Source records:
——————

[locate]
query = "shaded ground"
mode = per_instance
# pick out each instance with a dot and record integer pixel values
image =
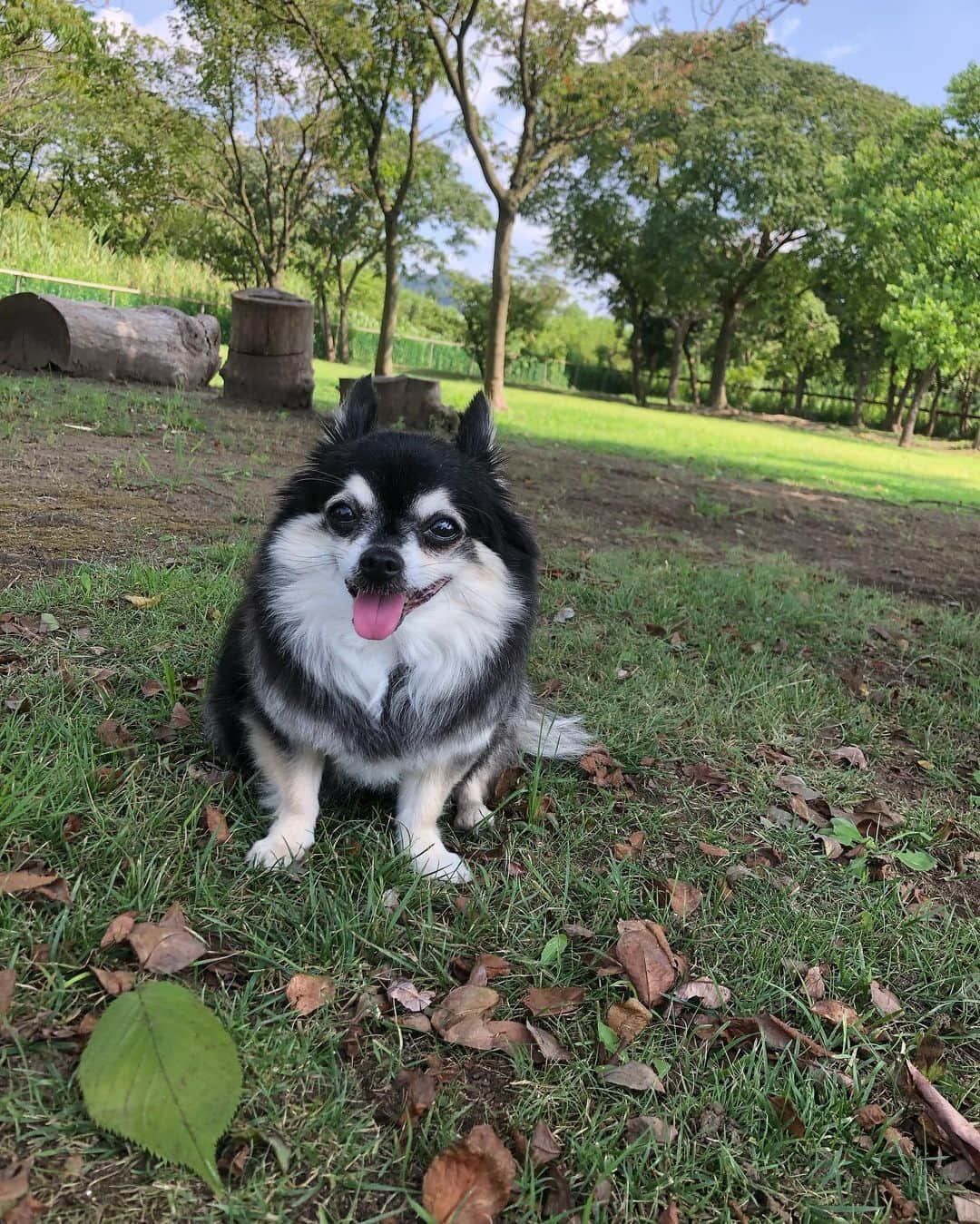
(69, 494)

——————

**Requirements:**
Output the material above as a Markdown table with columns named "Row" and "Line", one numbered row per line, skipping blank lines. Leave the pictures out.

**Answer to this task:**
| Row | Line |
|---|---|
| 1 | [locate] |
| 2 | query = "shaded ground" |
| 3 | mode = per_instance |
| 4 | # pick out each instance with a dot and record integer pixel values |
| 5 | image = |
| 6 | (69, 494) |